■ **PROBLEM STATEMENT**
Format every line of the listing below as a JSON list of strings, one string per line, leaving out blank lines.

-------- PROVIDED DATA

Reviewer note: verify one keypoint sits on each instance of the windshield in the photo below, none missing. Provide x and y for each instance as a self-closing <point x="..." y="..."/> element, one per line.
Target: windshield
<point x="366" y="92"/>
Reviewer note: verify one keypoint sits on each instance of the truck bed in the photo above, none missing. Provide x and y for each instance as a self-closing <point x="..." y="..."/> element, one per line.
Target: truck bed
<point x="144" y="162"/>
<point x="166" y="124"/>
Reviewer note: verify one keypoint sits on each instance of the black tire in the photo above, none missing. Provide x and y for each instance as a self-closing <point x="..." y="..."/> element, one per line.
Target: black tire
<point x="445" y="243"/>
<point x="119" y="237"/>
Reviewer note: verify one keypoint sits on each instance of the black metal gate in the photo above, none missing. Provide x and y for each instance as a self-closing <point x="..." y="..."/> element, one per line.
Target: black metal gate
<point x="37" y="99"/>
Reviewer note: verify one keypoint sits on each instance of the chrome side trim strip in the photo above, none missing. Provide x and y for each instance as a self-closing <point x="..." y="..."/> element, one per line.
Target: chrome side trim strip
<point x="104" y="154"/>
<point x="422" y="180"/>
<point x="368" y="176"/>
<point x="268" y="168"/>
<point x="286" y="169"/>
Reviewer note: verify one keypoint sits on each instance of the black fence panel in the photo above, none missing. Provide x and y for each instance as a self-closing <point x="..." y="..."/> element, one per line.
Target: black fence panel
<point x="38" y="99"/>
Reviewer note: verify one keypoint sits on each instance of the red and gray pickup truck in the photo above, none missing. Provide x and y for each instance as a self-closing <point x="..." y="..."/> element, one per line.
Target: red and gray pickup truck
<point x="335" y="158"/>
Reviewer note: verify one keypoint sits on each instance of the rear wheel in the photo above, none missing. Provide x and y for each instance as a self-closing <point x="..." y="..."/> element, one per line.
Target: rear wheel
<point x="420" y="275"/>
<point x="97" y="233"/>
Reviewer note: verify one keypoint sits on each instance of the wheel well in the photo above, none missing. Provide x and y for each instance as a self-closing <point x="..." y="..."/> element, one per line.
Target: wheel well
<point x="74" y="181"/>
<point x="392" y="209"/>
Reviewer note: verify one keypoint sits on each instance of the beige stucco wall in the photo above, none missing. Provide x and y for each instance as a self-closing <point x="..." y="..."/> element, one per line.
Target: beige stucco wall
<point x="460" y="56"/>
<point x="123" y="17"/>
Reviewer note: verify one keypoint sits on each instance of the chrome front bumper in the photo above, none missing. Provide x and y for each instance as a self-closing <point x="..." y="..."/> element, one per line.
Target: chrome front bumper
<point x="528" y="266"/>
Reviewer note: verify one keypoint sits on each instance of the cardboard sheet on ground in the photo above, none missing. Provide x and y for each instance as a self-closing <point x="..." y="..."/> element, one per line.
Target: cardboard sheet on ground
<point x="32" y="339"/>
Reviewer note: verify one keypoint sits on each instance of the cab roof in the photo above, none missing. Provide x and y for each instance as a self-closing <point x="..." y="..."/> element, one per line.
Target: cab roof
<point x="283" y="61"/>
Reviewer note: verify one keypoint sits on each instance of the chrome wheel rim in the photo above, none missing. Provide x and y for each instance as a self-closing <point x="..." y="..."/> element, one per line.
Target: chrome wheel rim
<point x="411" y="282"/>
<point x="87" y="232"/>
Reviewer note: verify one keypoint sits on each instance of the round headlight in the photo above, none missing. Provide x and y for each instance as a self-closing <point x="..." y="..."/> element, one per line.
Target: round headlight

----------------

■ **RESULT FOR THIS TASK**
[
  "Reviewer note: verify one keypoint sits on each instance of the windshield in the photo below, none missing. Provide x and y for each instance as a self-closing <point x=\"...\" y=\"...\"/> element, one per line.",
  "Target: windshield",
  "<point x=\"366\" y=\"92\"/>",
  "Reviewer note: verify one keypoint sits on each instance of the truck bed in the photo above, none missing. Provide x and y for each instance as a self-closing <point x=\"...\" y=\"...\"/> element, one per line.",
  "Target: truck bed",
  "<point x=\"144\" y=\"162\"/>",
  "<point x=\"166\" y=\"124\"/>",
  "Reviewer note: verify one keypoint sits on each instance of the black tire in the photo above, none missing. Provide x and y for each instance as a self-closing <point x=\"...\" y=\"...\"/> element, one per line.",
  "Target: black tire",
  "<point x=\"445\" y=\"243\"/>",
  "<point x=\"119\" y=\"237\"/>",
  "Reviewer note: verify one keypoint sits on each instance of the black metal gate in the photo above, none missing. Provide x and y for each instance as a self-closing <point x=\"...\" y=\"...\"/> element, one per line.",
  "Target: black metal gate",
  "<point x=\"37\" y=\"99\"/>",
  "Reviewer note: verify one keypoint sits on each instance of the chrome side trim strip in the photo above, none missing. Provide x and y for each instance as a self-closing <point x=\"...\" y=\"...\"/> element, one per line.",
  "Target: chrome side trim strip",
  "<point x=\"104\" y=\"154\"/>",
  "<point x=\"422\" y=\"180\"/>",
  "<point x=\"368\" y=\"176\"/>",
  "<point x=\"268\" y=\"168\"/>",
  "<point x=\"286\" y=\"169\"/>",
  "Reviewer note: verify one keypoint sits on each instance of the black fence panel in the photo above, none missing. Provide x and y for each instance as a self-closing <point x=\"...\" y=\"...\"/> element, one per line.",
  "Target: black fence panel",
  "<point x=\"38\" y=\"99\"/>",
  "Reviewer note: verify one keypoint sits on each instance of the red and gray pickup truck in the photo above, none missing. Provide x and y for each instance as a self-closing <point x=\"...\" y=\"...\"/> element, one per line.",
  "Target: red and gray pickup truck",
  "<point x=\"335\" y=\"158\"/>",
  "Reviewer note: verify one keypoint sits on each instance of the rear wheel in the photo above, none missing. Provide x and y for each instance as a self-closing <point x=\"...\" y=\"...\"/> element, one per line.",
  "Target: rear wheel",
  "<point x=\"420\" y=\"275\"/>",
  "<point x=\"97\" y=\"233\"/>",
  "Reviewer note: verify one keypoint sits on each instance of the wheel well in the photo above, none missing. Provide x and y for each instance as a self-closing <point x=\"...\" y=\"...\"/> element, one per line.",
  "Target: wheel well",
  "<point x=\"74\" y=\"181\"/>",
  "<point x=\"392\" y=\"209\"/>",
  "Reviewer note: verify one keypoint sits on each instance of the beige stucco wall in the photo above, none missing. Provide x and y for each instance as a self-closing <point x=\"...\" y=\"...\"/> element, one per line.",
  "Target: beige stucco wall",
  "<point x=\"460\" y=\"56\"/>",
  "<point x=\"123\" y=\"17\"/>",
  "Reviewer note: verify one keypoint sits on each instance of the chrome front bumper in the photo above, none missing. Provide x and y for each instance as a self-closing <point x=\"...\" y=\"...\"/> element, one per line.",
  "Target: chrome front bumper",
  "<point x=\"528\" y=\"266\"/>",
  "Reviewer note: verify one keypoint sits on each instance of the cardboard sheet on ground in the photo above, none missing. Provide x and y for each instance as a self-closing <point x=\"...\" y=\"...\"/> element, one per line.",
  "Target: cardboard sheet on ground",
  "<point x=\"32\" y=\"339\"/>",
  "Reviewer note: verify one keypoint sits on each instance of the cab roof in the photo above, none missing. Provide x and y for each instance as a self-closing <point x=\"...\" y=\"...\"/> element, one per line.",
  "Target: cab roof",
  "<point x=\"283\" y=\"61\"/>",
  "Reviewer note: verify one keypoint sits on each instance of the chrome wheel rim in the photo above, none missing. Provide x and y for each instance as a self-closing <point x=\"...\" y=\"...\"/> element, one per line.",
  "Target: chrome wheel rim",
  "<point x=\"411\" y=\"282\"/>",
  "<point x=\"87\" y=\"232\"/>",
  "Reviewer note: verify one keypoint sits on each instance of the round headlight in the photo above, none missing. Provide x and y for each instance as a self-closing <point x=\"...\" y=\"...\"/> element, one per line.",
  "Target: round headlight"
]